### EXTRACT PROVIDED

At times, Peterson lets his ideological priors get in the way of a clear-eyed interpretation of the text. He argues that Eve’s great flaw, which leads her to give into the serpent’s temptation, was an arrogant form of false compassion. In his interpretation, she ate the apple because she desired the power to re-order reality and become a maternal figure to all. This fits Peterson’s notion that society is currently threatened by domineering human resources and DEI commissars, but is it actually in the Biblical text? It sometimes feels like Peterson is arguing with people on Twitter when he’s supposed to be interpreting the Bible.
Now, I have to admit something: I didn’t enjoy reading We Who Wrestle with God. Peterson’s first breakthrough book, 12 Rules for Life, had humor and a friendly avuncular tone. You felt more of his personality, his curiosity and openness. He talked about his psychotherapy practice, told amusing and illuminating stories from his life, and ranted entertainingly against Elmo. You felt the presence of a knowledgeable and literate friend, offering real but warm-hearted advice to people who were struggling. I also found the way he would frequently tear up on podcasts to be endearing.

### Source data
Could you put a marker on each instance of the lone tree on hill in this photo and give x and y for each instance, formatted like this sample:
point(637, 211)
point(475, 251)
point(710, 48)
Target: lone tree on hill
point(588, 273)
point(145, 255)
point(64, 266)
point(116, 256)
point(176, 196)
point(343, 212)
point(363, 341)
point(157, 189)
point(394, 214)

### WHAT IS REQUIRED
From the passage on Peterson's reading of the Bible, reproduce verbatim the words from "At times, Peterson" up to and including "interpreting the Bible.". The entries have no connection to the passage.

### COMPLETE RESPONSE
At times, Peterson lets his ideological priors get in the way of a clear-eyed interpretation of the text. He argues that Eve’s great flaw, which leads her to give into the serpent’s temptation, was an arrogant form of false compassion. In his interpretation, she ate the apple because she desired the power to re-order reality and become a maternal figure to all. This fits Peterson’s notion that society is currently threatened by domineering human resources and DEI commissars, but is it actually in the Biblical text? It sometimes feels like Peterson is arguing with people on Twitter when he’s supposed to be interpreting the Bible.